▶ **TEXTAUSZUG**

Die Australienreise von König Charles III. wird von einem Eklat überschattet. Bei einem Besuch des Parlaments beendet der Monarch gerade eine Rede, als eine indigene Senatorin ihrem Ärger mit deutlichen Worten Luft macht. «Sie sind nicht mein König, Sie sind nicht unser König!», ruft die Politikerin Lidia Thorpe laut in den Saal. Bevor sie von Sicherheitsleuten abgeführt wird, fordert sie: «Geben Sie uns unser Land zurück!» und schimpft noch lautstark auf den Kolonialismus.
Es ist die erste große Auslandsreise des Königs mit seiner Frau Königin Camilla seit Bekanntmachung seiner Krebsdiagnose – und sie macht direkt über Großbritannien hinaus Schlagzeilen. Der 75-Jährige ist nicht nur Staatsoberhaupt des Vereinigten Königreichs, sondern unter anderem auch vom Commonwealth-Land Australien.
Der kurze Moment in Canberra wirft ein Schlaglicht auf die schwierige Geschichte des Kontinents, der früher einmal britische Kolonie war. Australien ist heute eine parlamentarische Monarchie. Auch wenn politische Entscheidungen von Parlament und Regierung getroffen werden, ist Charles offiziell Staatsoberhaupt.
Politikerin Thorpe allerdings, die sich für die indigene Bevölkerung einsetzt und der britischen «Times» zufolge immer wieder mit Protestaktionen auffällt, findet das falsch. Sie habe Charles die klare Botschaft senden wollen, dass er nicht König ihres Landes sei, sagte sie dem britischen Rundfunksender BBC. Viele andere Ureinwohner sind genauso wütend wie sie, seit Sonntag kam es zu mehreren kleineren Protestaktionen.
Regierungschef Anthony Albanese ist selbst Republikaner. Noch bis Anfang des Jahres sah es so aus, als wolle seine Regierung ein Referendum über die Abschaffung der konstitutionellen Monarchie abhalten, doch das scheint keine Priorität mehr. Bei vielen Australiern ist die königliche Familie dem Institut YouGov zufolge auch weiter beliebt.
Experten sehen die Debatte gelassen. «Der König hat – wie schon seine Mutter Queen Elizabeth II. – klargestellt, dass die Stellung der Krone in Australien eine Angelegenheit der Australier ist», hatte der Verfassungsrechtler Craig Prescott von der Londoner Universität Royal Holloway gesagt.
Die Protestaktion kritisierte Albanese der britischen Nachrichtenagentur PA zufolge als respektlos: «Das entspricht nicht dem Verhalten, das Australier zu Recht von Parlamentariern erwarten.»

▶ **ARBEITSAUFTRAG A**
Wie heißt die Senatorin, die laut dem Bericht im Parlament in den Saal rief, Charles sei nicht ihr König?
▶ **ARBEITSAUFTRAG B**
Gib die Passage des Berichts von „Experten sehen die“ bis „Royal Holloway gesagt.“ wortgetreu wieder.
Die Daten stammen aus einer anderen Quelle als der Bericht.

▶ **EINGABEDATEN**

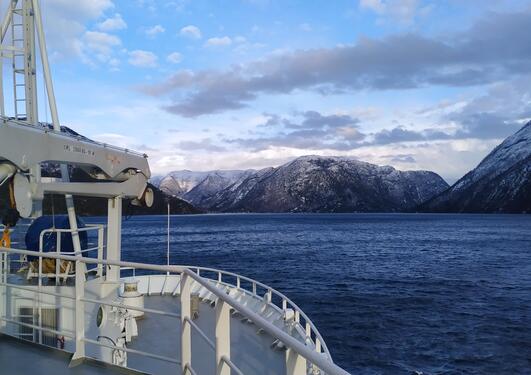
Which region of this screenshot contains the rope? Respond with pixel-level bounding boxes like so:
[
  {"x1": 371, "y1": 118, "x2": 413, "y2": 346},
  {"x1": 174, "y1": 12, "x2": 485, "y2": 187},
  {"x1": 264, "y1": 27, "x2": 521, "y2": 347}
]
[
  {"x1": 0, "y1": 227, "x2": 11, "y2": 248},
  {"x1": 9, "y1": 178, "x2": 17, "y2": 210}
]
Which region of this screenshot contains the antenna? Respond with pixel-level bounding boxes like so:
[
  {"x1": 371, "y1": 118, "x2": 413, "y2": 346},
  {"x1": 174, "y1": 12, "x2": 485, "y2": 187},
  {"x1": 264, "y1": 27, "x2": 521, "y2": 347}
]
[
  {"x1": 0, "y1": 0, "x2": 81, "y2": 254},
  {"x1": 166, "y1": 197, "x2": 170, "y2": 275}
]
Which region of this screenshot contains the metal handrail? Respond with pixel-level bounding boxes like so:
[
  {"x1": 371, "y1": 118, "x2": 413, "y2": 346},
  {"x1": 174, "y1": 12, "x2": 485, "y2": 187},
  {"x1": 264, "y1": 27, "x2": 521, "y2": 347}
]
[
  {"x1": 127, "y1": 265, "x2": 332, "y2": 360},
  {"x1": 221, "y1": 356, "x2": 243, "y2": 375},
  {"x1": 0, "y1": 247, "x2": 349, "y2": 375}
]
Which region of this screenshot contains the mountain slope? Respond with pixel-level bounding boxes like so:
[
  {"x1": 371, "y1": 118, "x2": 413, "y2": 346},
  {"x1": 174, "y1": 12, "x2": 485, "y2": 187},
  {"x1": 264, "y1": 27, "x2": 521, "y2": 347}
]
[
  {"x1": 157, "y1": 170, "x2": 255, "y2": 199},
  {"x1": 204, "y1": 156, "x2": 448, "y2": 212},
  {"x1": 419, "y1": 121, "x2": 531, "y2": 213}
]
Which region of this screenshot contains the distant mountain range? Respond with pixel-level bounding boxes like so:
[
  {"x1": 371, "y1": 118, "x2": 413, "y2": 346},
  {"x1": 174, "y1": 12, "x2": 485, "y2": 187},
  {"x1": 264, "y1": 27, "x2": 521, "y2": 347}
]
[
  {"x1": 418, "y1": 121, "x2": 531, "y2": 213},
  {"x1": 154, "y1": 156, "x2": 448, "y2": 212}
]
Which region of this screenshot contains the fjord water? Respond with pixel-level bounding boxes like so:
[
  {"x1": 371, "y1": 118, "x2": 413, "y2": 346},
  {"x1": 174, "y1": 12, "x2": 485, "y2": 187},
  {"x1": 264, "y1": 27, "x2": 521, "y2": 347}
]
[{"x1": 102, "y1": 214, "x2": 531, "y2": 374}]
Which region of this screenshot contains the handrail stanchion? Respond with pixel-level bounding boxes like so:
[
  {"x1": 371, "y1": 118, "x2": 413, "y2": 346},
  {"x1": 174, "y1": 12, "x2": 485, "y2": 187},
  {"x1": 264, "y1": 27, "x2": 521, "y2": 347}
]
[
  {"x1": 70, "y1": 253, "x2": 85, "y2": 366},
  {"x1": 181, "y1": 273, "x2": 193, "y2": 374},
  {"x1": 216, "y1": 298, "x2": 231, "y2": 375},
  {"x1": 98, "y1": 225, "x2": 104, "y2": 277}
]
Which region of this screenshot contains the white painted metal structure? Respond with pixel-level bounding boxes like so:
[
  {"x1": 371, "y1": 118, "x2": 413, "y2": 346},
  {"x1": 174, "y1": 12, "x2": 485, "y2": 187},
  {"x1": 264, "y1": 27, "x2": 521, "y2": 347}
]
[{"x1": 0, "y1": 0, "x2": 347, "y2": 375}]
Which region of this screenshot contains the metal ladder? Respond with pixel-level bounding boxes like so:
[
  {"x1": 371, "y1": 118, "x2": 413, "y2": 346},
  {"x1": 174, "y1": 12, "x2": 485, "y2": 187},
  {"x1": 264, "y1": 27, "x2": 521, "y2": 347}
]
[{"x1": 11, "y1": 2, "x2": 28, "y2": 120}]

▶ **SCHRIFTLICHE ANTWORT A**
Lidia Thorpe.

▶ **SCHRIFTLICHE ANTWORT B**
Experten sehen die Debatte gelassen. «Der König hat – wie schon seine Mutter Queen Elizabeth II. – klargestellt, dass die Stellung der Krone in Australien eine Angelegenheit der Australier ist», hatte der Verfassungsrechtler Craig Prescott von der Londoner Universität Royal Holloway gesagt.